::: Input for this task

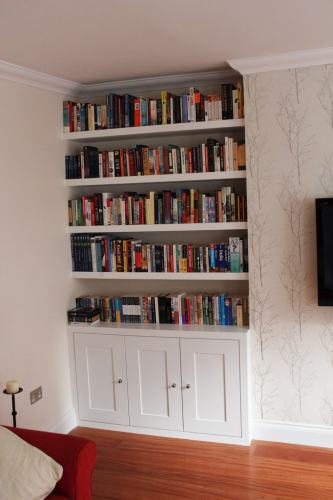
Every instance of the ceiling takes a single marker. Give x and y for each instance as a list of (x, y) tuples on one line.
[(91, 41)]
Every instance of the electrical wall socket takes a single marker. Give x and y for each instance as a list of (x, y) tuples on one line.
[(36, 395)]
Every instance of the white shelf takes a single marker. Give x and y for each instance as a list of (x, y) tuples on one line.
[(156, 179), (161, 228), (154, 130), (162, 330), (163, 276)]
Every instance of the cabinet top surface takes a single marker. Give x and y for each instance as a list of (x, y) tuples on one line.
[(163, 330)]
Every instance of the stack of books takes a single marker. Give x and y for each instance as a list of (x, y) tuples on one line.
[(180, 309), (118, 111), (88, 314), (107, 254), (213, 156), (183, 206)]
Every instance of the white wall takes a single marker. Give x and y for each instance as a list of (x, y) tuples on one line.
[(289, 134), (34, 257)]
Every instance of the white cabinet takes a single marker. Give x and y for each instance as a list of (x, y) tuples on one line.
[(101, 378), (211, 386), (153, 367), (193, 387)]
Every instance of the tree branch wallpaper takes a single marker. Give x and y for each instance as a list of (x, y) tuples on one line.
[(289, 143)]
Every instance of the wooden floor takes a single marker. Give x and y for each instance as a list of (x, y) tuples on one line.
[(137, 467)]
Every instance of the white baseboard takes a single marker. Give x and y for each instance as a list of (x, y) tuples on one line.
[(65, 424), (211, 438), (293, 433)]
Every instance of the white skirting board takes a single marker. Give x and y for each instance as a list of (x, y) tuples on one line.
[(276, 431), (293, 433), (165, 433), (65, 424)]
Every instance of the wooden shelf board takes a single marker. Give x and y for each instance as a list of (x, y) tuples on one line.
[(156, 179), (161, 228), (162, 276), (154, 130)]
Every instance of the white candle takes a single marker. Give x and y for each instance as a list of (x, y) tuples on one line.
[(12, 386)]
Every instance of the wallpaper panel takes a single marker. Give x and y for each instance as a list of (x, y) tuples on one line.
[(289, 140)]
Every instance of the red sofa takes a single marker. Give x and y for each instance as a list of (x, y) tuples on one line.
[(77, 456)]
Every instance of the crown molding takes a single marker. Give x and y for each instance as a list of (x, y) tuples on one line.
[(288, 60), (37, 79), (69, 88)]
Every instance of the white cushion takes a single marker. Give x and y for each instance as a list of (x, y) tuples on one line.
[(26, 473)]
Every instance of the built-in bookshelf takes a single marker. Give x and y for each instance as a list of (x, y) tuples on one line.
[(157, 232), (228, 170)]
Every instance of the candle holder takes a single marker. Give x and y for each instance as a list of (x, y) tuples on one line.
[(12, 394)]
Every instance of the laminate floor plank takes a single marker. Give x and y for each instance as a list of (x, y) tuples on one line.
[(138, 467)]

::::::

## Task item
Your answer must be the lines from the one that contains "Every instance of the candle" through the last line of the entries above, copied exactly, with no other lines.

## Reply
Every instance of the candle holder takes a single marker. Give x and y for each instance as a list of (x, y) tuples on one line.
[(12, 394)]
Every instance of the laminate floor plank takes a single marker. Give x and y for each instance as a list of (x, y) tuples on one line.
[(138, 467)]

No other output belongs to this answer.